**Passage given**
^^^^^^^^^^^^^^^^

According to the records of the Wuhan Planning and Design Institute, since the 1990s, the city has expanded considerably owing to rapid advances of the development zone and district economy. As a result of urban development, the city has expanded along the main lines of communication. This change is confirmed by the findings of the present study. According to the area statistics of the land cover types and their changes over the 30-year study period, the built-up area has grown remarkably from 555 km² in 1980 to 1497 km² in 2010, and the grassland area has decreased by nearly 90 % from 86 km² in 1980 to 11 km² in 2010. At the same time, other types of land cover have reduced by varying degrees.

3.6.2 Performance of CARMA

To compare the performance of CARMA to traditional algorithms, we implemented CARMA along with the cSPADE algorithm developed by Zaki in 2001, and the recorded time consume for both algorithms are given in Fig. 7. The comparison results (Fig. 7) shows the runtime of CARMA and cSPADE in mining sequential patterns with different support thresholds. According to Fig. 7, we can see that CARMA outperformed cSPADE especially on low support thresholds. That due to cSPADE requires more time for removing all useless sub-sequences that are computed by the algorithm. It also requires, for a given evolution, browsing the whole dataset for identifying pixels that are concerned by this evolution. In addition, CARMA is typically by an order of magnitude more memory efficient and readily computes association rules in cases which are intractable for cSPADE.

^^^^^^^^^^^^^^^^

**Short task 1**
From the rows below, pull out each one that contains the word "pavement" and copy it in full.

^^^^^^^^^^^^^^^^

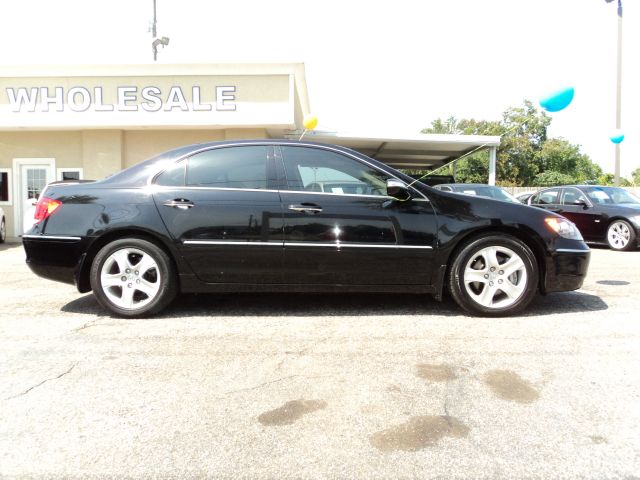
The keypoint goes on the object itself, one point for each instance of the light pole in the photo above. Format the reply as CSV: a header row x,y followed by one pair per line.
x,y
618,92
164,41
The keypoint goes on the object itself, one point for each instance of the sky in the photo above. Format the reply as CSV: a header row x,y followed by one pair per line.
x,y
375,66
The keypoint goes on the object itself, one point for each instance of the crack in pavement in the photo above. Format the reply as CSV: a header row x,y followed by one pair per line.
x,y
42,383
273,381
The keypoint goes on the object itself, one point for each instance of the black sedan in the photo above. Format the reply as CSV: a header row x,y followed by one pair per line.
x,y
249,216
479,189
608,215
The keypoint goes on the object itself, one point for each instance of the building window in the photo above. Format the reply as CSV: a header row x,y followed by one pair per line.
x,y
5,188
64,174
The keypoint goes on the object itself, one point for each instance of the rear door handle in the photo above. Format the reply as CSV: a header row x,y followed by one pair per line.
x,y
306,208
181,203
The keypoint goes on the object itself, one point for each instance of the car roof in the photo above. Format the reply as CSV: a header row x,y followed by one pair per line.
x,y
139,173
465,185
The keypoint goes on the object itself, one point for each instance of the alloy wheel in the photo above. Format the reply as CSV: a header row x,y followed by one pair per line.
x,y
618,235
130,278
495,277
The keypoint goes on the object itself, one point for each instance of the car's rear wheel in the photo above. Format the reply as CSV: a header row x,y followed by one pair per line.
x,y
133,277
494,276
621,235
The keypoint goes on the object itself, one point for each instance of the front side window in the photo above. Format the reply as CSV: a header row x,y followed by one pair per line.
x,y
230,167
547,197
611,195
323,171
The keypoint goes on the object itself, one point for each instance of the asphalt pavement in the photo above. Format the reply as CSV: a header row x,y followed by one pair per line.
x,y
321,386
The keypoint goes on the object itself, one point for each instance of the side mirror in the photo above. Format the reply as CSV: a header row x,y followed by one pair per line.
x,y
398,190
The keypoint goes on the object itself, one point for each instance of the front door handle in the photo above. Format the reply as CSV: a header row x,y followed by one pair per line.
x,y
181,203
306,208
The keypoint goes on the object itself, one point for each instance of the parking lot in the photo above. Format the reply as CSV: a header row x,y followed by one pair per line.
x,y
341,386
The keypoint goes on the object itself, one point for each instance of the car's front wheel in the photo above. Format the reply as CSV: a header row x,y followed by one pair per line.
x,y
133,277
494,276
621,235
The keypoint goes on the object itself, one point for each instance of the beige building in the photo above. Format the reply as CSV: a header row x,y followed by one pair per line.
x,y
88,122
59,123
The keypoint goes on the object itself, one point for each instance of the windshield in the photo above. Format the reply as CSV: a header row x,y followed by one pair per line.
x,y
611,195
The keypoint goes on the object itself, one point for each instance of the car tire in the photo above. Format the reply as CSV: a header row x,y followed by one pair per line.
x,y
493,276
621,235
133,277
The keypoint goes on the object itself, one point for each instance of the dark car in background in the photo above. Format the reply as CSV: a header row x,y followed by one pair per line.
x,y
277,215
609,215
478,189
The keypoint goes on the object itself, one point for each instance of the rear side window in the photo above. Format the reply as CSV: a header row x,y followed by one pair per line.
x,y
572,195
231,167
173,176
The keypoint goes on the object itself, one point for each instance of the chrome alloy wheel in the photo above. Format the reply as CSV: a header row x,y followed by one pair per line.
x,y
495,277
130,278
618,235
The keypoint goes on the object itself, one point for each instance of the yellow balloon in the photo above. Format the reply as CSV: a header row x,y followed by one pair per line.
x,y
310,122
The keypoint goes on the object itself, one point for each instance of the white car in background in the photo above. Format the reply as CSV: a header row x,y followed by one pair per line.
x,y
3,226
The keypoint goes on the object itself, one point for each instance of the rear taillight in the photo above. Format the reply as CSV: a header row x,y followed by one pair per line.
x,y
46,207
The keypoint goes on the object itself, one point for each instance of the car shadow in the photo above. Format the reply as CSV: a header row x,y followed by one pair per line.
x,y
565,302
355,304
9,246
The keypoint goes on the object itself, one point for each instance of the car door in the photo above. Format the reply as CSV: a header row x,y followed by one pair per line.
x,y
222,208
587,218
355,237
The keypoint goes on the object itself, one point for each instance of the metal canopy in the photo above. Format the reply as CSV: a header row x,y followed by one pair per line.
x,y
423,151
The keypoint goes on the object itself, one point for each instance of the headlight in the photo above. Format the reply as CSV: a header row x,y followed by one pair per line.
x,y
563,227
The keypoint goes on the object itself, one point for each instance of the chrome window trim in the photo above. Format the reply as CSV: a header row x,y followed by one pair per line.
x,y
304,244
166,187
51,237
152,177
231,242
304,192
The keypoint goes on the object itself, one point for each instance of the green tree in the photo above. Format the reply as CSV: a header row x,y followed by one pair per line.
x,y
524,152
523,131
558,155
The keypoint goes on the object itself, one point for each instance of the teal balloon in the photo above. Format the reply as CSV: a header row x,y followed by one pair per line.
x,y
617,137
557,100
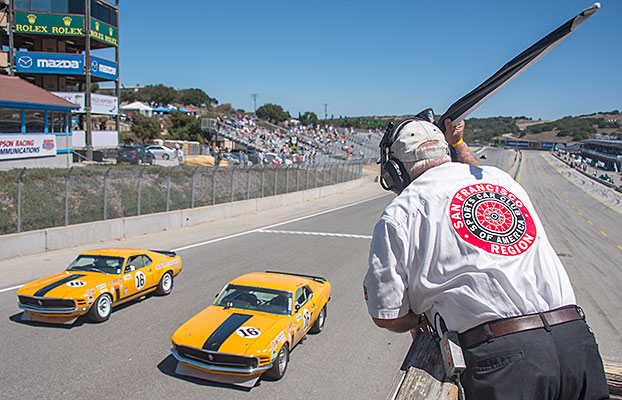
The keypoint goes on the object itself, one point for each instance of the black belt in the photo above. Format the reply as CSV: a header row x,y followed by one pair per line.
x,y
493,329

^^^^^^^^^^^^^^^^

**Short task 2**
Please retype, word for word, the part of the Wuhan land cover passage above starting with "To compare the" and going on through "intractable for cSPADE.".

**Full solution 1**
The keypoint goes on the object itself, one point for each instance of the crack in pavement in the photo above. Format the reply as CSV: a header row x,y followed by one pair per line.
The keypoint goes on the object itself, one point for each instance of the asphalt pavement in the photo above. Format the reply as CSV: a header row x,y followed by one pair per line.

**Full solution 2**
To compare the performance of CARMA to traditional algorithms, we implemented CARMA along with the cSPADE algorithm developed by Zaki in 2001, and the recorded time consume for both algorithms are given in Fig. 7. The comparison results (Fig. 7) shows the runtime of CARMA and cSPADE in mining sequential patterns with different support thresholds. According to Fig. 7, we can see that CARMA outperformed cSPADE especially on low support thresholds. That due to cSPADE requires more time for removing all useless sub-sequences that are computed by the algorithm. It also requires, for a given evolution, browsing the whole dataset for identifying pixels that are concerned by this evolution. In addition, CARMA is typically by an order of magnitude more memory efficient and readily computes association rules in cases which are intractable for cSPADE.